Architecture

Foxhound is a local-first, multi-source analysis pipeline built as a series of standalone CLI scripts.

Design Principles

Pipeline stages — Each script is independent and handles one stage
Local-first — Everything runs on your machine; cloud is opt-in
Cost safety — All paid API calls require explicit confirmation
Privacy-first — Pseudonymisation before any cloud API call
Two-tier storage — Raw sources preserved untouched; deduplicated text in data/rag_ready/

Pipeline Stages

Components

Parsers

All source types share a unified schema defined in parsers/base_parser.py. Each parser extends BaseParser and returns documents via make_document(), which fills defaults for missing fields.

Parser	Source Type	Format
`EmailParser`	Email	`.eml` files
`DiaryParser`	Diary/logs	Markdown
`MeetingParser`	Meeting notes	Word/Markdown
`DocumentParser`	Documents	PDF/Word/text

Storage

data/rag_ready/ — Deduplicated thread directories with metadata and clean text
data/chroma_db/ — ChromaDB persistent vector database
data/alias_map.json — Pseudonymisation forward/reverse mapping

Embedding

Uses all-MiniLM-L6-v2 from sentence-transformers — free, local, no API key needed. Documents are chunked at 1000 characters with 200-character overlap.

> **Recorded data**
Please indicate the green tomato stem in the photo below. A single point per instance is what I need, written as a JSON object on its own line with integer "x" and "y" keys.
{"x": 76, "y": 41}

> **Your goal**
Change "unified schema" to "common schema" in the part of the architecture overview starting at "All source types" and ending at "for missing fields.", and write out that part again.

> **Written response**
All source types share a common schema defined in parsers/base_parser.py. Each parser extends BaseParser and returns documents via make_document(), which fills defaults for missing fields.